For the listing below, count the lines that contain "skin" and report only the number.

....

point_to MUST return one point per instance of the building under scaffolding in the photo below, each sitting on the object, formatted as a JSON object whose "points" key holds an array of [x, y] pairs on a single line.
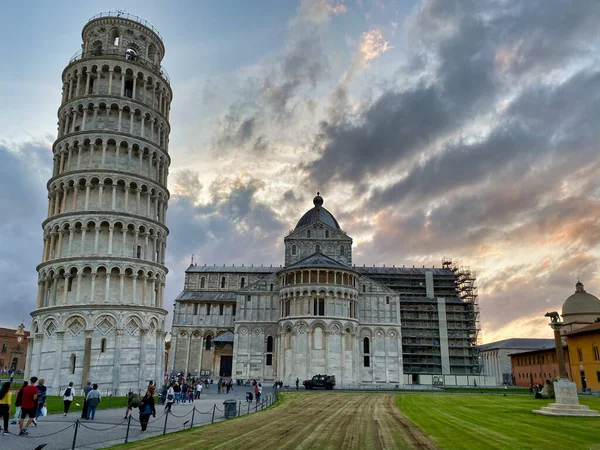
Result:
{"points": [[320, 313], [439, 314]]}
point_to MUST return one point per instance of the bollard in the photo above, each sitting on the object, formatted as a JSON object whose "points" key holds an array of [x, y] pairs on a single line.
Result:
{"points": [[128, 425], [75, 434]]}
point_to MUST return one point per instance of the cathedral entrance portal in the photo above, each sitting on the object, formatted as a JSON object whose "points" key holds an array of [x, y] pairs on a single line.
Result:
{"points": [[225, 366]]}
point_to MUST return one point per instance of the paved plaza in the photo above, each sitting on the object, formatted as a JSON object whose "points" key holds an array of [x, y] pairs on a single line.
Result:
{"points": [[109, 428]]}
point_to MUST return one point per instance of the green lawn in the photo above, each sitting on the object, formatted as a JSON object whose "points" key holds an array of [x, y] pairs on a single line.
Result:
{"points": [[497, 422], [55, 405]]}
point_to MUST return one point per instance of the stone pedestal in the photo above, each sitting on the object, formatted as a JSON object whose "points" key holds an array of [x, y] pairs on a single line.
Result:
{"points": [[567, 403]]}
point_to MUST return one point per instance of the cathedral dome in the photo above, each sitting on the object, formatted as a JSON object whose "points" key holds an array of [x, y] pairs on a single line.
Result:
{"points": [[318, 214], [581, 303]]}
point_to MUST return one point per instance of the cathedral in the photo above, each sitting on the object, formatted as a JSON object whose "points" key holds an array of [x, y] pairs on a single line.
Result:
{"points": [[321, 314]]}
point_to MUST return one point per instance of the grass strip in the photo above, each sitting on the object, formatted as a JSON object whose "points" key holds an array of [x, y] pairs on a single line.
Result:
{"points": [[498, 422]]}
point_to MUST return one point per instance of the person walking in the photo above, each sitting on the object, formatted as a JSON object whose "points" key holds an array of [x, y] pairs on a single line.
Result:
{"points": [[5, 402], [68, 398], [41, 399], [132, 402], [28, 406], [146, 409], [18, 401], [152, 388], [184, 388], [177, 390], [93, 399], [86, 391], [170, 398]]}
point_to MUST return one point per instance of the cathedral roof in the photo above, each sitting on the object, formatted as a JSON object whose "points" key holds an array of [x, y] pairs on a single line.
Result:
{"points": [[233, 269], [316, 261], [318, 214], [224, 337], [207, 296], [518, 344]]}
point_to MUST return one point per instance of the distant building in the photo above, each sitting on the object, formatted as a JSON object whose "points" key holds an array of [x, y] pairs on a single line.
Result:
{"points": [[580, 309], [496, 361], [319, 313], [537, 366], [584, 353], [13, 352], [581, 340]]}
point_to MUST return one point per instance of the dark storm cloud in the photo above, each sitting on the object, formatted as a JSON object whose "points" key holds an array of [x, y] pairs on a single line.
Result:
{"points": [[467, 56], [273, 98], [23, 176], [230, 225], [400, 123], [541, 122]]}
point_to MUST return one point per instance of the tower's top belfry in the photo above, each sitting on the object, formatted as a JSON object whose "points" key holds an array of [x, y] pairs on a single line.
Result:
{"points": [[121, 35]]}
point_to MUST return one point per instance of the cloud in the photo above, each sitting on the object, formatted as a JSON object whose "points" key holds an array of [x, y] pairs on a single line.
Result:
{"points": [[24, 169], [370, 46], [320, 11], [232, 227]]}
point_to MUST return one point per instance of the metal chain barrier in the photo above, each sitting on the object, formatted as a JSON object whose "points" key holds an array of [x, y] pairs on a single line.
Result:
{"points": [[51, 434], [103, 429]]}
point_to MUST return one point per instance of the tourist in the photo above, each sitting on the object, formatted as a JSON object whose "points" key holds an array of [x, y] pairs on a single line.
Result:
{"points": [[18, 401], [86, 391], [28, 405], [184, 388], [177, 390], [146, 409], [163, 393], [68, 398], [133, 401], [5, 402], [41, 400], [256, 393], [93, 399], [170, 399]]}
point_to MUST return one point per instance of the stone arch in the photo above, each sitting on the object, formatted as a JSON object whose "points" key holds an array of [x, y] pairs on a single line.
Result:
{"points": [[75, 324]]}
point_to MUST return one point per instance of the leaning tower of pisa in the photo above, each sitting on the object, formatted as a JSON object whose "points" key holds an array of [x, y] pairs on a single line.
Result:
{"points": [[100, 308]]}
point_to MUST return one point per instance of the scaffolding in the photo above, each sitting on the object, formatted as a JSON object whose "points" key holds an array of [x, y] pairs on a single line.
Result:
{"points": [[466, 288]]}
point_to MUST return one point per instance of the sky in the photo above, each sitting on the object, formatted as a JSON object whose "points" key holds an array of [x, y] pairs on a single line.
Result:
{"points": [[435, 128]]}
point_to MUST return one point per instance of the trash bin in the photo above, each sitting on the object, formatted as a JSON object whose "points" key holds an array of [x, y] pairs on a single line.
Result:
{"points": [[230, 408]]}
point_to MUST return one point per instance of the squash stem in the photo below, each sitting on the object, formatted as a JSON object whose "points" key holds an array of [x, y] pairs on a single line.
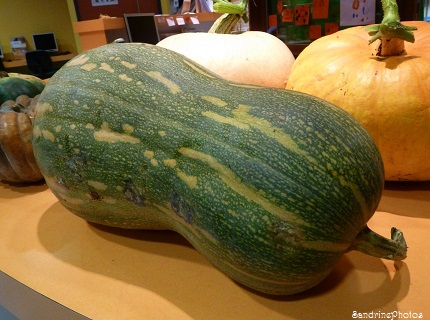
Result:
{"points": [[376, 245], [232, 13], [390, 29]]}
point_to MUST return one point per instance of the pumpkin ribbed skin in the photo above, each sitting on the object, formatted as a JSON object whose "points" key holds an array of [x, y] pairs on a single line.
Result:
{"points": [[17, 162], [388, 96], [271, 186]]}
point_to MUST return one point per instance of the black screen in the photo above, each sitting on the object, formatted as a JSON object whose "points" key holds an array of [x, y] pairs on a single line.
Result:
{"points": [[141, 27], [45, 41]]}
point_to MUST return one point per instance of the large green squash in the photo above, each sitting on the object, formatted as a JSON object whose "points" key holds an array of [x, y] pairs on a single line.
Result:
{"points": [[271, 186]]}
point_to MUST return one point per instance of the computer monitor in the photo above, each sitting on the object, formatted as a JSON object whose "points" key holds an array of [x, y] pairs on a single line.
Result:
{"points": [[45, 41], [141, 27]]}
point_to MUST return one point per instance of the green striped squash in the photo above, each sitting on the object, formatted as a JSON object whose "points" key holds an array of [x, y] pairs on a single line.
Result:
{"points": [[271, 186]]}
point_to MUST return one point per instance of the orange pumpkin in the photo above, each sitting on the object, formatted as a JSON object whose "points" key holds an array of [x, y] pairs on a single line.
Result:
{"points": [[388, 95]]}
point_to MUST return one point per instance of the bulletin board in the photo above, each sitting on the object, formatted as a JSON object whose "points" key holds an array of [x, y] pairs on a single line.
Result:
{"points": [[302, 21]]}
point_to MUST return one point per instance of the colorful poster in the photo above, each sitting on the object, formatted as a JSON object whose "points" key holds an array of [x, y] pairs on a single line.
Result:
{"points": [[320, 9], [357, 12]]}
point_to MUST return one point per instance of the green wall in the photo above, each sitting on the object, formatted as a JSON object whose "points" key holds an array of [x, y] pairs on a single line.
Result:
{"points": [[25, 17]]}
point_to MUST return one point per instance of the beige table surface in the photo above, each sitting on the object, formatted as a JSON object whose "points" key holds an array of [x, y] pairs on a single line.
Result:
{"points": [[106, 273]]}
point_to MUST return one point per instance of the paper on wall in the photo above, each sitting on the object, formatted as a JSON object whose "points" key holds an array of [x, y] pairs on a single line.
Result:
{"points": [[357, 12]]}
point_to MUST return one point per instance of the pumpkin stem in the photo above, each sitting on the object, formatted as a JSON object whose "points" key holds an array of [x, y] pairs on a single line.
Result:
{"points": [[376, 245], [391, 32], [232, 13]]}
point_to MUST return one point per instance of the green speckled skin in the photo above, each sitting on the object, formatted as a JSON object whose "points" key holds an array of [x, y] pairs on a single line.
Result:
{"points": [[271, 186]]}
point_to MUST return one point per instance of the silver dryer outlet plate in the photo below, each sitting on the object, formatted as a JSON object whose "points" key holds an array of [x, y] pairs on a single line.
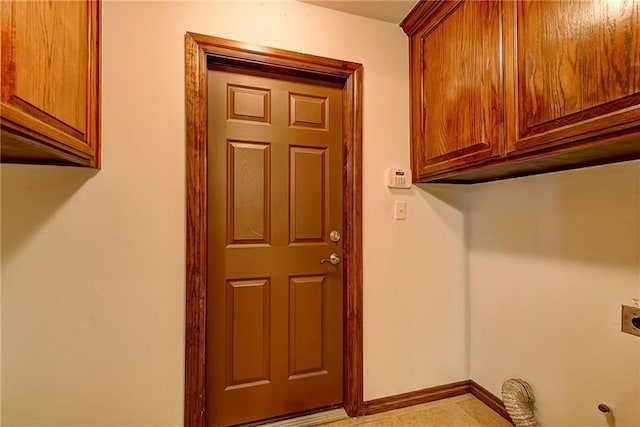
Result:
{"points": [[631, 320]]}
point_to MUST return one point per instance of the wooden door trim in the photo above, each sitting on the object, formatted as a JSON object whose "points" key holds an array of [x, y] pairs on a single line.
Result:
{"points": [[200, 50]]}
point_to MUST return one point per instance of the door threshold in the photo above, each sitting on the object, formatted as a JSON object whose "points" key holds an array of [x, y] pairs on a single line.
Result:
{"points": [[311, 419]]}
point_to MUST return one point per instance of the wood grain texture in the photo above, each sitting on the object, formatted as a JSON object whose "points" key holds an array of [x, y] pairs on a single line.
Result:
{"points": [[571, 98], [574, 68], [416, 397], [305, 197], [352, 249], [51, 81], [456, 85], [489, 399], [200, 50]]}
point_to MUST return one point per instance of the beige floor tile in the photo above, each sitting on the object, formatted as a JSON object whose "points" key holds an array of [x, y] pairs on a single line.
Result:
{"points": [[481, 413], [459, 411]]}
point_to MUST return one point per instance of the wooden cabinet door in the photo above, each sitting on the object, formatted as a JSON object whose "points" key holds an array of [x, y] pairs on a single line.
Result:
{"points": [[573, 69], [456, 85], [50, 86]]}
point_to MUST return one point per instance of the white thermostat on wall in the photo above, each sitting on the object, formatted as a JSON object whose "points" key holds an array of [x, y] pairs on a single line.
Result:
{"points": [[398, 178]]}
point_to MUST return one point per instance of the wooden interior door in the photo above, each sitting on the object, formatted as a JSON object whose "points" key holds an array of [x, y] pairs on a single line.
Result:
{"points": [[274, 311]]}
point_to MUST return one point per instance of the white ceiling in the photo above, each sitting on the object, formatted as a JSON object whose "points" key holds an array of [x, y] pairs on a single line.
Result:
{"points": [[392, 11]]}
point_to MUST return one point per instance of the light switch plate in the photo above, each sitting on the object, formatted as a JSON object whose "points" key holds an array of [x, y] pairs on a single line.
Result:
{"points": [[631, 320], [400, 209]]}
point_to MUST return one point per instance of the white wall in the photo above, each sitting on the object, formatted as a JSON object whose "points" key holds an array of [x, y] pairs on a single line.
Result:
{"points": [[551, 259], [93, 265]]}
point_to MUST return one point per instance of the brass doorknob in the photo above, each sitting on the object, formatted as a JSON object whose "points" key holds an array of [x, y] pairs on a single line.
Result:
{"points": [[333, 259]]}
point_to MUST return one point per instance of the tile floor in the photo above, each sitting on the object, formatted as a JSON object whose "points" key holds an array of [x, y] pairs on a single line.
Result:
{"points": [[459, 411]]}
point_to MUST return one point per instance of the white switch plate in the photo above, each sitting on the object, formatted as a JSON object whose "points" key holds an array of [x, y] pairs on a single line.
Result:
{"points": [[400, 209]]}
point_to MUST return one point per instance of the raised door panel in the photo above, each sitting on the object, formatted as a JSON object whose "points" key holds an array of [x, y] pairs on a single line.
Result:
{"points": [[456, 87], [574, 71], [50, 86]]}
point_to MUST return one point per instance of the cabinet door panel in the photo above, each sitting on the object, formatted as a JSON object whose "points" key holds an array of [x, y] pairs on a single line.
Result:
{"points": [[456, 71], [50, 85], [575, 71]]}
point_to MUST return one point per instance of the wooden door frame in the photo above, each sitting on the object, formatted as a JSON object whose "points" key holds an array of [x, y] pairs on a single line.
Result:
{"points": [[200, 51]]}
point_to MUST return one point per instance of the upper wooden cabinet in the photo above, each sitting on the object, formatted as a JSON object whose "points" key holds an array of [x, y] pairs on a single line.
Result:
{"points": [[557, 83], [457, 96], [50, 101]]}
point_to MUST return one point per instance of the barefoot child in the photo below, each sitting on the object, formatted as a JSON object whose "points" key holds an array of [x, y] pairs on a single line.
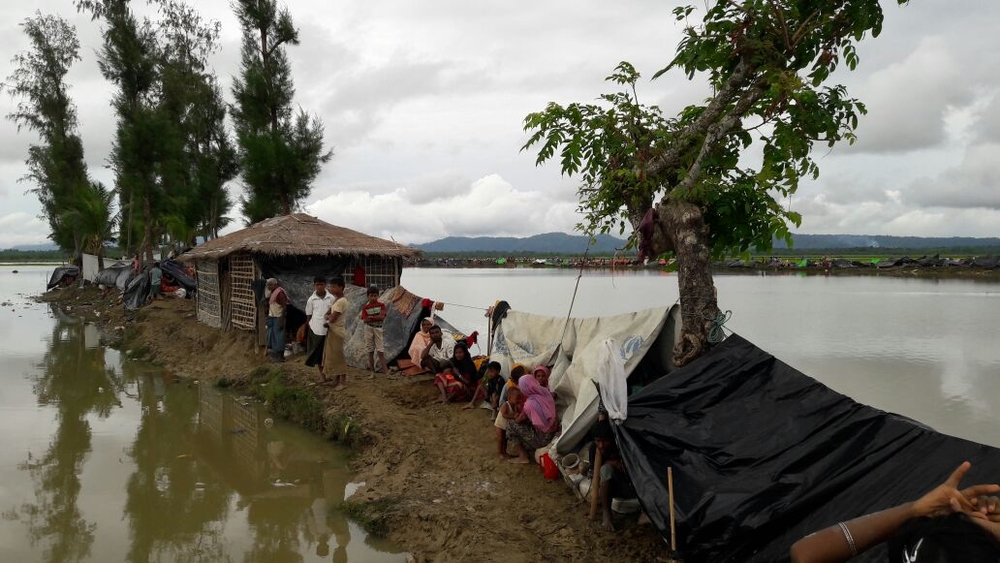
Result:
{"points": [[508, 411], [489, 387], [373, 314]]}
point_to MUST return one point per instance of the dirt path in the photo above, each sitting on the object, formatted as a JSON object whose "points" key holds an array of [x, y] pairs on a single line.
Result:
{"points": [[434, 484]]}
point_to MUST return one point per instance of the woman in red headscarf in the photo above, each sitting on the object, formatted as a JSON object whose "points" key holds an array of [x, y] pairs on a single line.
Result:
{"points": [[537, 424]]}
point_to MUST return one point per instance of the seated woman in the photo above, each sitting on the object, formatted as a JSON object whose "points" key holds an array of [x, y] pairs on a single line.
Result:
{"points": [[463, 366], [421, 340], [946, 524], [537, 424], [458, 375], [542, 374], [516, 371]]}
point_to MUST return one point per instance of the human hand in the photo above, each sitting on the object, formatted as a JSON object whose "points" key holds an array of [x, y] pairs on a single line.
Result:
{"points": [[987, 514], [947, 498], [988, 506]]}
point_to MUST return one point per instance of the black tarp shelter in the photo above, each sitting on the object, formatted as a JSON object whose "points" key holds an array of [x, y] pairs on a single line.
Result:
{"points": [[763, 455]]}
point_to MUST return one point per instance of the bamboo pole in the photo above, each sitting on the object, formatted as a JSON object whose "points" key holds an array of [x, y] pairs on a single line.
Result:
{"points": [[670, 491], [595, 484]]}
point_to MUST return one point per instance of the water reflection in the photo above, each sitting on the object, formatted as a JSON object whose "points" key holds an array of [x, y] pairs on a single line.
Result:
{"points": [[200, 476], [74, 379]]}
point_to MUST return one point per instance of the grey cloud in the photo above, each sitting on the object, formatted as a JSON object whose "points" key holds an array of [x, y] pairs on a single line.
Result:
{"points": [[987, 126], [974, 183]]}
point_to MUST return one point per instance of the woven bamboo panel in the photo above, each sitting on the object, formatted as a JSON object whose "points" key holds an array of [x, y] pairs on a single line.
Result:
{"points": [[246, 434], [243, 307], [379, 271], [209, 305]]}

....

### Solved exercise:
2